§ **LAVORO RICHIESTO**: Restituisci le righe di tutti i record come tabella Markdown, con la colonna Num per il numero di riga e la colonna Contenuto per il testo della riga. Tralascia le righe vuote.

§ **RIGHE**:
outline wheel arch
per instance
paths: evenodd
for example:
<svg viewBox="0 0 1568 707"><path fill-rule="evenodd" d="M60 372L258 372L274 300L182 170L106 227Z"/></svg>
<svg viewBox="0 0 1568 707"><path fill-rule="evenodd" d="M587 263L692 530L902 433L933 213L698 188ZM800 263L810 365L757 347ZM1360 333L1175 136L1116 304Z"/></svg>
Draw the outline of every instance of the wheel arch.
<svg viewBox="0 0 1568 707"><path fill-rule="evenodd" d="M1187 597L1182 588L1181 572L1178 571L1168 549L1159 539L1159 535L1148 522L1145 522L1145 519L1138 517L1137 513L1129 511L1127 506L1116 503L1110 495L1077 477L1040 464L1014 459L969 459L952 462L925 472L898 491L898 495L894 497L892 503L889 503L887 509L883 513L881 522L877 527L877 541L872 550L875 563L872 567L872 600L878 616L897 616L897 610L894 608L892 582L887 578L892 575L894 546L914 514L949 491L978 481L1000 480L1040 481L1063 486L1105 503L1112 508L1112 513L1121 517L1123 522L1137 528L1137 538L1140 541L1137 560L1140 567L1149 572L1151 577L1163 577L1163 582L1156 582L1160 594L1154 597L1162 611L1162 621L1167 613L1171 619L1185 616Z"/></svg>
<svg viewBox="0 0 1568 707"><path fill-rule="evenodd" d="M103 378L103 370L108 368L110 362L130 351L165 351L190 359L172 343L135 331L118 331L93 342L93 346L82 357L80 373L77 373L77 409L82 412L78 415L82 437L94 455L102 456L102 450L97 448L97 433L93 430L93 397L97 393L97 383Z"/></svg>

§ **RISULTATO FINALE**:
| Num | Contenuto |
|---|---|
| 1 | outline wheel arch |
| 2 | per instance |
| 3 | paths: evenodd |
| 4 | for example: |
| 5 | <svg viewBox="0 0 1568 707"><path fill-rule="evenodd" d="M60 372L258 372L274 300L182 170L106 227Z"/></svg> |
| 6 | <svg viewBox="0 0 1568 707"><path fill-rule="evenodd" d="M587 263L692 530L902 433L933 213L698 188ZM800 263L810 365L757 347ZM1360 333L1175 136L1116 304Z"/></svg> |
| 7 | Draw the outline of every instance of the wheel arch. |
| 8 | <svg viewBox="0 0 1568 707"><path fill-rule="evenodd" d="M1187 597L1182 588L1181 572L1178 571L1168 549L1159 539L1159 535L1148 522L1145 522L1145 519L1138 517L1137 513L1129 511L1127 506L1116 503L1110 495L1077 477L1040 464L1014 459L969 459L952 462L925 472L898 491L898 495L894 497L892 503L889 503L887 509L883 513L881 522L877 527L877 541L872 550L875 563L872 567L872 600L878 616L897 616L897 610L894 608L892 582L887 578L892 575L894 546L914 514L949 491L978 481L1000 480L1040 481L1063 486L1105 503L1112 508L1112 513L1121 517L1123 522L1137 528L1137 538L1140 541L1137 560L1140 567L1149 572L1151 577L1163 577L1163 582L1156 582L1160 594L1154 597L1162 611L1162 621L1167 613L1171 619L1185 616Z"/></svg> |
| 9 | <svg viewBox="0 0 1568 707"><path fill-rule="evenodd" d="M103 378L103 370L108 368L110 362L130 351L165 351L190 359L172 343L135 331L118 331L93 342L93 346L82 357L80 373L77 373L77 409L82 412L78 415L82 437L94 455L102 456L102 450L97 448L97 433L93 430L93 397L97 393L97 383Z"/></svg> |